**DATA RECORDS**
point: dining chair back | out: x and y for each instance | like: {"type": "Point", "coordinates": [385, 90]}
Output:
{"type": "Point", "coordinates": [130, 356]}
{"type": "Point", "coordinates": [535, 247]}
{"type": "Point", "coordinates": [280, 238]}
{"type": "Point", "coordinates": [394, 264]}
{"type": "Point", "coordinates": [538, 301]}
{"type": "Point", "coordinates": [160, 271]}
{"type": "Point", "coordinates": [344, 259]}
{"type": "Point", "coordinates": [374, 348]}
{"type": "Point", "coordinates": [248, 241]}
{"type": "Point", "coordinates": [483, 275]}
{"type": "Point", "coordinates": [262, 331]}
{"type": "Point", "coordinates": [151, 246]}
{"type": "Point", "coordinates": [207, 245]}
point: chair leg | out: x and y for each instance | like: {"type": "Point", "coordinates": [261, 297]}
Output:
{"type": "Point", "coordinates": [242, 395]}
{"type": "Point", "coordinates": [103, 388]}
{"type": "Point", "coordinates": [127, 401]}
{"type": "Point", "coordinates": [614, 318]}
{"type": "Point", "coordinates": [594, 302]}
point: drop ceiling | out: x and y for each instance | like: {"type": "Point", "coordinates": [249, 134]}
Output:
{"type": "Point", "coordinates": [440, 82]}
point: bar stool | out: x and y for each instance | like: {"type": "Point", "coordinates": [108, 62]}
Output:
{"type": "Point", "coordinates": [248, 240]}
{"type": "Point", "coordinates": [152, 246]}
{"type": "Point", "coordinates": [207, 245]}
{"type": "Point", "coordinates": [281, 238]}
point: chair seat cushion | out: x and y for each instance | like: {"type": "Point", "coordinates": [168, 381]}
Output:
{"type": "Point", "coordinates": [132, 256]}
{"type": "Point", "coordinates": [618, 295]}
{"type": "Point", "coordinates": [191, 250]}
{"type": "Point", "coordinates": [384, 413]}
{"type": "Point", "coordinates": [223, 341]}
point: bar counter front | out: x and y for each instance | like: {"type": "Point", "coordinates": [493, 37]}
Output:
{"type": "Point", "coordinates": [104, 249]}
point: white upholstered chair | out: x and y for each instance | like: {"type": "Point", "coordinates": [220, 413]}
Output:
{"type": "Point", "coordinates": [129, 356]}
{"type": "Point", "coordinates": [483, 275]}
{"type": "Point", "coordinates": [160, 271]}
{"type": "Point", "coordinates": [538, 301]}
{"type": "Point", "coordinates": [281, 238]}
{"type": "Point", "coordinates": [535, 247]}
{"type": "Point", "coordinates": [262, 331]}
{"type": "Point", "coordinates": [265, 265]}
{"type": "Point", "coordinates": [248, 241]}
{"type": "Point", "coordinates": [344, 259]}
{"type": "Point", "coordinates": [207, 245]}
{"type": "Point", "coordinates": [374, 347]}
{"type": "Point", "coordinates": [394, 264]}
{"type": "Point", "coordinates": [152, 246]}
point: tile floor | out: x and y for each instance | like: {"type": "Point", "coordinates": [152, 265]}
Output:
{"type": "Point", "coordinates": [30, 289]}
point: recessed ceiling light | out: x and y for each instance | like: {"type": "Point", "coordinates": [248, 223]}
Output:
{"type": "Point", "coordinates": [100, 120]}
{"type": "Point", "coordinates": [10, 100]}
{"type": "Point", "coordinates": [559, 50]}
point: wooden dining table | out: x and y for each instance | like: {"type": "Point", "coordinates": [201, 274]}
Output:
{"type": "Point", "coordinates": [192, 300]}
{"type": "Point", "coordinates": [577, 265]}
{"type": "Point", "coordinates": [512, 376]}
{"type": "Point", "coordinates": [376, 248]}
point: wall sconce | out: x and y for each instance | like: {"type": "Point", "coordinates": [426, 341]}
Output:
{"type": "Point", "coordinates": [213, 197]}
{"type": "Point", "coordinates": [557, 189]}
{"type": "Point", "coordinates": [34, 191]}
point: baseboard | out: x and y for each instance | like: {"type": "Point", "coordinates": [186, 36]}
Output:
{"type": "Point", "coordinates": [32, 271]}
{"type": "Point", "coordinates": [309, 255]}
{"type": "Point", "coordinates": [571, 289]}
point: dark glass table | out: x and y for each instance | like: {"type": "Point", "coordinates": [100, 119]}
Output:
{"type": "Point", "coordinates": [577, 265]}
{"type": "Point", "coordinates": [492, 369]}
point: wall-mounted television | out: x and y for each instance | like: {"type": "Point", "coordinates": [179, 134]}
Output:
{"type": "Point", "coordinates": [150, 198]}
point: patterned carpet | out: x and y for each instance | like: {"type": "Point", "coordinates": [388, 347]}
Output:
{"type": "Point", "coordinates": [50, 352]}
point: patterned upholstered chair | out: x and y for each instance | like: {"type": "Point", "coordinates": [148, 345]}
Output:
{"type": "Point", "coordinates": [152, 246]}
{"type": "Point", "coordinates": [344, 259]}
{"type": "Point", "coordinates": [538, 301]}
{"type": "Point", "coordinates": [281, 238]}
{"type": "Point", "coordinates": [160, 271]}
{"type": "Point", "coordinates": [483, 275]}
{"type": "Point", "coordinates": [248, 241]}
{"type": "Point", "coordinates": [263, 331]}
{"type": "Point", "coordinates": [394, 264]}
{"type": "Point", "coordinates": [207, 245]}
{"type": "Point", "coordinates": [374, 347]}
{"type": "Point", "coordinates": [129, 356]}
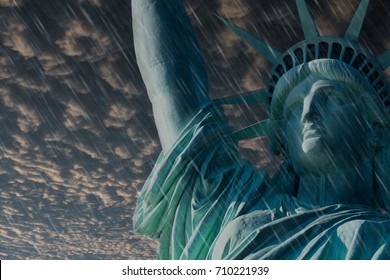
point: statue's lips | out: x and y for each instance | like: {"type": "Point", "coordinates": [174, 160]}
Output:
{"type": "Point", "coordinates": [311, 131]}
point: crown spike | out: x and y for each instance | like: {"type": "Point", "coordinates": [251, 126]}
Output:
{"type": "Point", "coordinates": [309, 28]}
{"type": "Point", "coordinates": [258, 129]}
{"type": "Point", "coordinates": [251, 97]}
{"type": "Point", "coordinates": [384, 59]}
{"type": "Point", "coordinates": [356, 24]}
{"type": "Point", "coordinates": [267, 51]}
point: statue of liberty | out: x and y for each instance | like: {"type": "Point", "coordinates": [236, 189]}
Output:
{"type": "Point", "coordinates": [329, 113]}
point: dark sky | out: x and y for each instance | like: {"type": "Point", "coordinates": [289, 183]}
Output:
{"type": "Point", "coordinates": [77, 133]}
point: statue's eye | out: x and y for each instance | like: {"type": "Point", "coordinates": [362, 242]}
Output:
{"type": "Point", "coordinates": [337, 98]}
{"type": "Point", "coordinates": [293, 109]}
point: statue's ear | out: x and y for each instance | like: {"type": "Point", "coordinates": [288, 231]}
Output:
{"type": "Point", "coordinates": [379, 136]}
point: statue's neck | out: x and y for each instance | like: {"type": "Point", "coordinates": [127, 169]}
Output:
{"type": "Point", "coordinates": [352, 185]}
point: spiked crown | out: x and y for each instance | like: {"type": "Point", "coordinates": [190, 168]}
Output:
{"type": "Point", "coordinates": [345, 49]}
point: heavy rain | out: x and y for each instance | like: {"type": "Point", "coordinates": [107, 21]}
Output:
{"type": "Point", "coordinates": [78, 136]}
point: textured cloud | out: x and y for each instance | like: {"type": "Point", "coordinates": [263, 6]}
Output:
{"type": "Point", "coordinates": [78, 138]}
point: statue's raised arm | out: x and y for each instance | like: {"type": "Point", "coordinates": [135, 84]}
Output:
{"type": "Point", "coordinates": [329, 117]}
{"type": "Point", "coordinates": [171, 65]}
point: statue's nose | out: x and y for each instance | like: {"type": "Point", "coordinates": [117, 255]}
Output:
{"type": "Point", "coordinates": [311, 109]}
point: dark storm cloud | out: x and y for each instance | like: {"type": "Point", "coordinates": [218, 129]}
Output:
{"type": "Point", "coordinates": [78, 138]}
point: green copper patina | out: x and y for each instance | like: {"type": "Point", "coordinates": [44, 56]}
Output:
{"type": "Point", "coordinates": [329, 117]}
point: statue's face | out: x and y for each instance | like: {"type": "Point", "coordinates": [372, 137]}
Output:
{"type": "Point", "coordinates": [325, 127]}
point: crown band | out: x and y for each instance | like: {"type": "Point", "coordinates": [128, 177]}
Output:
{"type": "Point", "coordinates": [338, 48]}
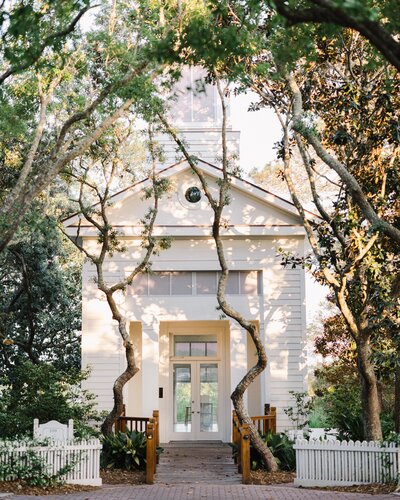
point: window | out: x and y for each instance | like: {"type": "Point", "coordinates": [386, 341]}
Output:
{"type": "Point", "coordinates": [195, 283]}
{"type": "Point", "coordinates": [195, 345]}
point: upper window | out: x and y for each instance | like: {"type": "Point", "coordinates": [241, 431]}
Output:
{"type": "Point", "coordinates": [193, 194]}
{"type": "Point", "coordinates": [196, 283]}
{"type": "Point", "coordinates": [195, 345]}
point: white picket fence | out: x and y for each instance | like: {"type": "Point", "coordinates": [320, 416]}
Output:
{"type": "Point", "coordinates": [84, 454]}
{"type": "Point", "coordinates": [341, 463]}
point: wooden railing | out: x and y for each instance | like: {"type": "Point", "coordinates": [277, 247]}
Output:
{"type": "Point", "coordinates": [151, 426]}
{"type": "Point", "coordinates": [241, 438]}
{"type": "Point", "coordinates": [266, 423]}
{"type": "Point", "coordinates": [153, 441]}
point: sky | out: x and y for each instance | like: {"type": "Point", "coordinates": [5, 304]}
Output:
{"type": "Point", "coordinates": [259, 130]}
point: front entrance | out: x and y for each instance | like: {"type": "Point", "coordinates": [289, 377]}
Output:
{"type": "Point", "coordinates": [196, 400]}
{"type": "Point", "coordinates": [197, 384]}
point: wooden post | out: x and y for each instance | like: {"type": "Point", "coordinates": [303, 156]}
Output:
{"type": "Point", "coordinates": [245, 453]}
{"type": "Point", "coordinates": [150, 453]}
{"type": "Point", "coordinates": [156, 416]}
{"type": "Point", "coordinates": [273, 423]}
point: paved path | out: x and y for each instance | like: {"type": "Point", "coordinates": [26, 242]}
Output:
{"type": "Point", "coordinates": [205, 491]}
{"type": "Point", "coordinates": [191, 472]}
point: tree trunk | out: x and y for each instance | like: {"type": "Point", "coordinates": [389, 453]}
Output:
{"type": "Point", "coordinates": [397, 399]}
{"type": "Point", "coordinates": [237, 397]}
{"type": "Point", "coordinates": [371, 407]}
{"type": "Point", "coordinates": [119, 384]}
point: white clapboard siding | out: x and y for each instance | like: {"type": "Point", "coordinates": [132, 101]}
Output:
{"type": "Point", "coordinates": [84, 454]}
{"type": "Point", "coordinates": [335, 463]}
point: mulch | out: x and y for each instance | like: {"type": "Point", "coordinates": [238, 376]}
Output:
{"type": "Point", "coordinates": [264, 477]}
{"type": "Point", "coordinates": [109, 476]}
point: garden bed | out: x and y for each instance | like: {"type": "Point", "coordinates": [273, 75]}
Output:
{"type": "Point", "coordinates": [262, 477]}
{"type": "Point", "coordinates": [109, 476]}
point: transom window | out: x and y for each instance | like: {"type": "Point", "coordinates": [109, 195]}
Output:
{"type": "Point", "coordinates": [195, 345]}
{"type": "Point", "coordinates": [195, 283]}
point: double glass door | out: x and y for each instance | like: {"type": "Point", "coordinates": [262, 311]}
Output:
{"type": "Point", "coordinates": [196, 400]}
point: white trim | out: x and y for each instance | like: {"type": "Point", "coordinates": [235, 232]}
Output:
{"type": "Point", "coordinates": [213, 171]}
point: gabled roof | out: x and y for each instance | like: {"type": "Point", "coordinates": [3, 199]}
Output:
{"type": "Point", "coordinates": [245, 186]}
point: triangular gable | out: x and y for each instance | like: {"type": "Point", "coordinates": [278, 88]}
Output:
{"type": "Point", "coordinates": [253, 210]}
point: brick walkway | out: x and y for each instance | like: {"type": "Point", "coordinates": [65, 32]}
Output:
{"type": "Point", "coordinates": [204, 491]}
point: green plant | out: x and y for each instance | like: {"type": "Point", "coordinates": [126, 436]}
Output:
{"type": "Point", "coordinates": [282, 449]}
{"type": "Point", "coordinates": [124, 450]}
{"type": "Point", "coordinates": [43, 392]}
{"type": "Point", "coordinates": [31, 468]}
{"type": "Point", "coordinates": [299, 413]}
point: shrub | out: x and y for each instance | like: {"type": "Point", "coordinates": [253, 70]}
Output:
{"type": "Point", "coordinates": [43, 392]}
{"type": "Point", "coordinates": [124, 450]}
{"type": "Point", "coordinates": [299, 413]}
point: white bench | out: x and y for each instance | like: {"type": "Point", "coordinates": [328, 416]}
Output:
{"type": "Point", "coordinates": [53, 430]}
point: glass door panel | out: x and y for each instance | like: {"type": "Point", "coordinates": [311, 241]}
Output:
{"type": "Point", "coordinates": [208, 397]}
{"type": "Point", "coordinates": [182, 398]}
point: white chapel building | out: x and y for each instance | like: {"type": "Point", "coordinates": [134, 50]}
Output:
{"type": "Point", "coordinates": [191, 358]}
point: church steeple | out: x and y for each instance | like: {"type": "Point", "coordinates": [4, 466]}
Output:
{"type": "Point", "coordinates": [196, 114]}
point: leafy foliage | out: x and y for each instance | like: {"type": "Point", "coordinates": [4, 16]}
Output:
{"type": "Point", "coordinates": [40, 304]}
{"type": "Point", "coordinates": [30, 467]}
{"type": "Point", "coordinates": [43, 392]}
{"type": "Point", "coordinates": [124, 450]}
{"type": "Point", "coordinates": [299, 413]}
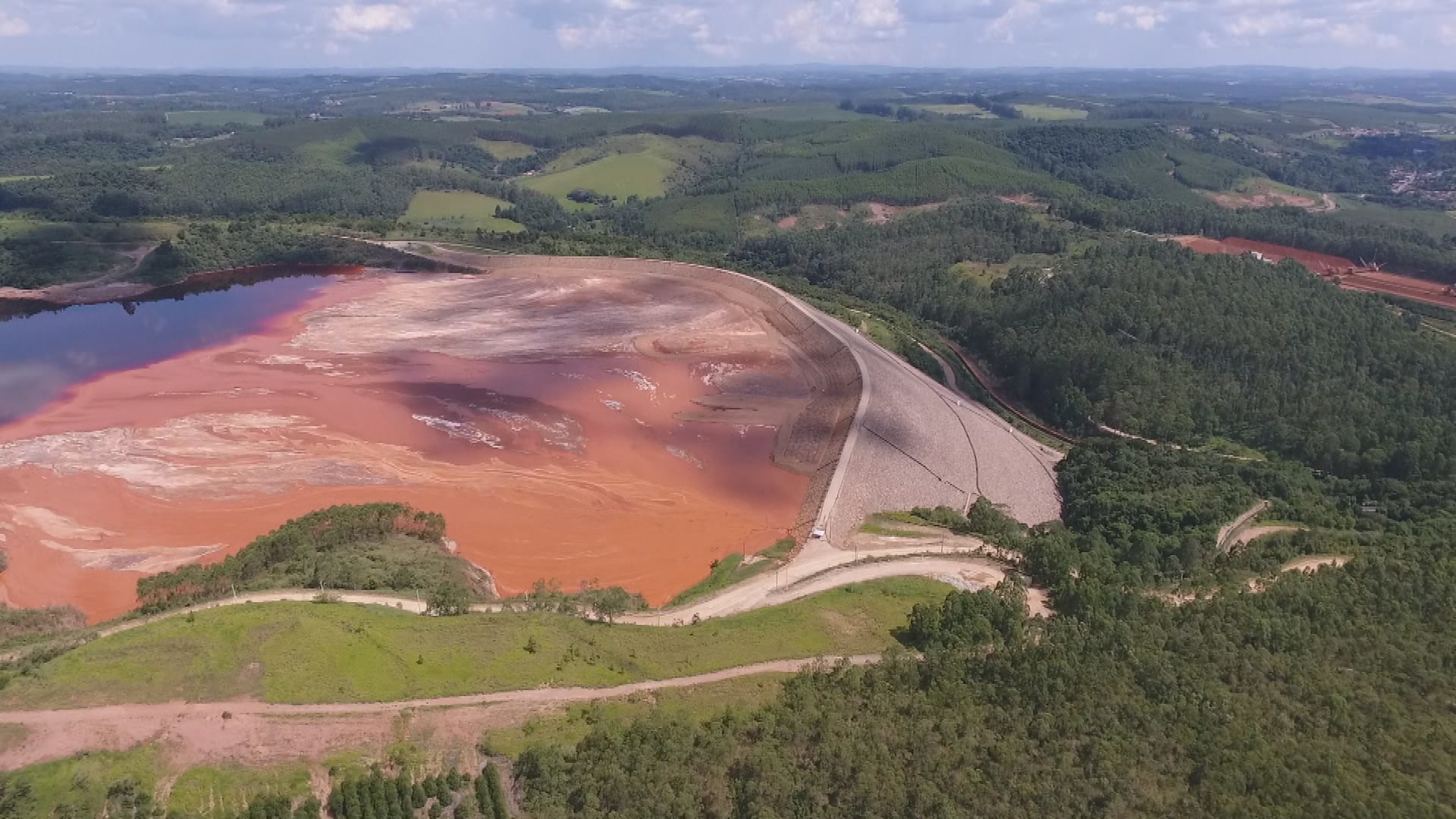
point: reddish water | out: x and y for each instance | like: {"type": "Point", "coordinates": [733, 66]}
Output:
{"type": "Point", "coordinates": [560, 465]}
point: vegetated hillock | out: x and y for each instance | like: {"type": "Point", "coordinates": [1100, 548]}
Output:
{"type": "Point", "coordinates": [908, 262]}
{"type": "Point", "coordinates": [369, 547]}
{"type": "Point", "coordinates": [1245, 706]}
{"type": "Point", "coordinates": [1155, 510]}
{"type": "Point", "coordinates": [1119, 704]}
{"type": "Point", "coordinates": [209, 246]}
{"type": "Point", "coordinates": [19, 627]}
{"type": "Point", "coordinates": [1164, 343]}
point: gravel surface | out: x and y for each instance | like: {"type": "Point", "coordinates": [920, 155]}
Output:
{"type": "Point", "coordinates": [922, 445]}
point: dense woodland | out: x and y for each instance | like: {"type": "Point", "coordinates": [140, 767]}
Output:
{"type": "Point", "coordinates": [376, 547]}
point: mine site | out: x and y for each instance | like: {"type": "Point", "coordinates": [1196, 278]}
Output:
{"type": "Point", "coordinates": [804, 438]}
{"type": "Point", "coordinates": [571, 426]}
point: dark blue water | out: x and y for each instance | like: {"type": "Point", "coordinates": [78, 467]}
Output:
{"type": "Point", "coordinates": [44, 354]}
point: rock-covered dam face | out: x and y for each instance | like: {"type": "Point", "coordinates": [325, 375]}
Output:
{"type": "Point", "coordinates": [574, 420]}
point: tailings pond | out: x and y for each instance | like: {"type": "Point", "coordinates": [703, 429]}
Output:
{"type": "Point", "coordinates": [557, 420]}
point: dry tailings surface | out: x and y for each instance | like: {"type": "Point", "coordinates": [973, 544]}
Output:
{"type": "Point", "coordinates": [571, 420]}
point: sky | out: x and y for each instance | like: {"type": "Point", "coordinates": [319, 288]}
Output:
{"type": "Point", "coordinates": [601, 34]}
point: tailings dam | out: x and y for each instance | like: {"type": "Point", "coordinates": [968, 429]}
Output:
{"type": "Point", "coordinates": [571, 422]}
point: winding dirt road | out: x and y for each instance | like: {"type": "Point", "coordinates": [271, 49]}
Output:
{"type": "Point", "coordinates": [259, 733]}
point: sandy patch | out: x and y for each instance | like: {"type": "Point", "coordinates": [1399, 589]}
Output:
{"type": "Point", "coordinates": [549, 416]}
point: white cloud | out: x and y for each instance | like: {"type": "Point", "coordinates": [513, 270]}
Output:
{"type": "Point", "coordinates": [245, 8]}
{"type": "Point", "coordinates": [606, 33]}
{"type": "Point", "coordinates": [1449, 33]}
{"type": "Point", "coordinates": [14, 27]}
{"type": "Point", "coordinates": [1145, 18]}
{"type": "Point", "coordinates": [840, 30]}
{"type": "Point", "coordinates": [364, 20]}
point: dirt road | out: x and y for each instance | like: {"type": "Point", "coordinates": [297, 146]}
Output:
{"type": "Point", "coordinates": [259, 733]}
{"type": "Point", "coordinates": [1229, 535]}
{"type": "Point", "coordinates": [820, 567]}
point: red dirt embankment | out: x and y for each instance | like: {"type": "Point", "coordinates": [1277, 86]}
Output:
{"type": "Point", "coordinates": [519, 406]}
{"type": "Point", "coordinates": [1343, 271]}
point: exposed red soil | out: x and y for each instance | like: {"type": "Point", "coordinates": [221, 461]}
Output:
{"type": "Point", "coordinates": [1263, 199]}
{"type": "Point", "coordinates": [1341, 271]}
{"type": "Point", "coordinates": [555, 461]}
{"type": "Point", "coordinates": [1025, 200]}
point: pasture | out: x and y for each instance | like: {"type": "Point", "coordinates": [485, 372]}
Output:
{"type": "Point", "coordinates": [619, 177]}
{"type": "Point", "coordinates": [346, 653]}
{"type": "Point", "coordinates": [216, 118]}
{"type": "Point", "coordinates": [1050, 112]}
{"type": "Point", "coordinates": [463, 210]}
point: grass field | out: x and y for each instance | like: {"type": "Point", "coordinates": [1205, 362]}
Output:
{"type": "Point", "coordinates": [460, 210]}
{"type": "Point", "coordinates": [77, 786]}
{"type": "Point", "coordinates": [808, 112]}
{"type": "Point", "coordinates": [216, 118]}
{"type": "Point", "coordinates": [568, 727]}
{"type": "Point", "coordinates": [503, 150]}
{"type": "Point", "coordinates": [631, 165]}
{"type": "Point", "coordinates": [960, 110]}
{"type": "Point", "coordinates": [1050, 112]}
{"type": "Point", "coordinates": [344, 653]}
{"type": "Point", "coordinates": [223, 792]}
{"type": "Point", "coordinates": [620, 175]}
{"type": "Point", "coordinates": [728, 572]}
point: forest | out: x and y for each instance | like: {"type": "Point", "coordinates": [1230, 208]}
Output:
{"type": "Point", "coordinates": [372, 547]}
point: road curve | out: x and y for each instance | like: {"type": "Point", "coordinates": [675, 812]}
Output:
{"type": "Point", "coordinates": [256, 733]}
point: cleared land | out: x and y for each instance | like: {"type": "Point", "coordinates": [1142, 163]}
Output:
{"type": "Point", "coordinates": [619, 177]}
{"type": "Point", "coordinates": [291, 651]}
{"type": "Point", "coordinates": [637, 165]}
{"type": "Point", "coordinates": [1337, 270]}
{"type": "Point", "coordinates": [460, 210]}
{"type": "Point", "coordinates": [1258, 193]}
{"type": "Point", "coordinates": [216, 118]}
{"type": "Point", "coordinates": [261, 733]}
{"type": "Point", "coordinates": [1050, 112]}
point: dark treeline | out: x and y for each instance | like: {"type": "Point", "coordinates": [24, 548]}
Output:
{"type": "Point", "coordinates": [908, 262]}
{"type": "Point", "coordinates": [1159, 341]}
{"type": "Point", "coordinates": [1251, 704]}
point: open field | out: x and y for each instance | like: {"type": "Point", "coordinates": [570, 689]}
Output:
{"type": "Point", "coordinates": [1258, 191]}
{"type": "Point", "coordinates": [216, 118]}
{"type": "Point", "coordinates": [573, 723]}
{"type": "Point", "coordinates": [959, 110]}
{"type": "Point", "coordinates": [637, 165]}
{"type": "Point", "coordinates": [341, 653]}
{"type": "Point", "coordinates": [619, 177]}
{"type": "Point", "coordinates": [462, 210]}
{"type": "Point", "coordinates": [221, 792]}
{"type": "Point", "coordinates": [1050, 112]}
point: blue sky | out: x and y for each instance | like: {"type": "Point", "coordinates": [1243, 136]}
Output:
{"type": "Point", "coordinates": [571, 34]}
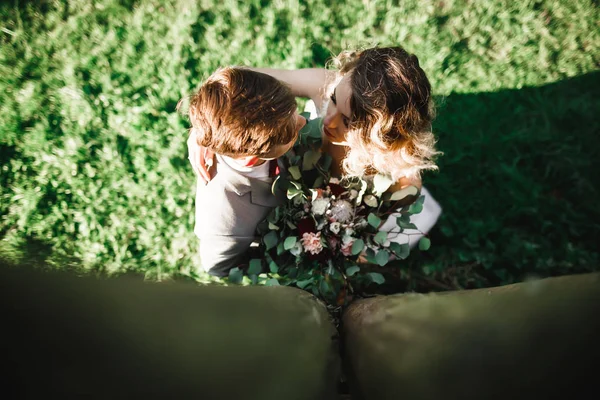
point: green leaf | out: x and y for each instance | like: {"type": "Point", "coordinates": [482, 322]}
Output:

**WORK INSTRUCTIONS**
Quote exactly the lines from the line that contains "point: road curve" through the last line of the listing, please, leaving out all pictures.

**RESULT BELOW**
point: road curve | out: x and y for each instance | like: {"type": "Point", "coordinates": [675, 812]}
Output:
{"type": "Point", "coordinates": [256, 733]}
point: cleared land | out: x and y for each instance | like: {"type": "Point", "coordinates": [1142, 163]}
Output:
{"type": "Point", "coordinates": [619, 177]}
{"type": "Point", "coordinates": [291, 651]}
{"type": "Point", "coordinates": [637, 165]}
{"type": "Point", "coordinates": [1337, 270]}
{"type": "Point", "coordinates": [460, 210]}
{"type": "Point", "coordinates": [1258, 193]}
{"type": "Point", "coordinates": [216, 118]}
{"type": "Point", "coordinates": [261, 733]}
{"type": "Point", "coordinates": [1050, 112]}
point: dark treeline | out: x and y for each instance | like: {"type": "Point", "coordinates": [24, 548]}
Output:
{"type": "Point", "coordinates": [908, 262]}
{"type": "Point", "coordinates": [1159, 341]}
{"type": "Point", "coordinates": [1251, 704]}
point: open field | out: x and y for each instance | like: {"type": "Point", "coordinates": [570, 689]}
Output:
{"type": "Point", "coordinates": [1258, 191]}
{"type": "Point", "coordinates": [216, 118]}
{"type": "Point", "coordinates": [573, 723]}
{"type": "Point", "coordinates": [959, 110]}
{"type": "Point", "coordinates": [637, 165]}
{"type": "Point", "coordinates": [341, 653]}
{"type": "Point", "coordinates": [619, 177]}
{"type": "Point", "coordinates": [462, 210]}
{"type": "Point", "coordinates": [221, 792]}
{"type": "Point", "coordinates": [1050, 112]}
point: blue sky | out: x and y for each instance | like: {"type": "Point", "coordinates": [1243, 136]}
Output:
{"type": "Point", "coordinates": [571, 34]}
point: green leaf | out: x and y for each instance | like: {"type": "Point", "coordinates": [482, 322]}
Output:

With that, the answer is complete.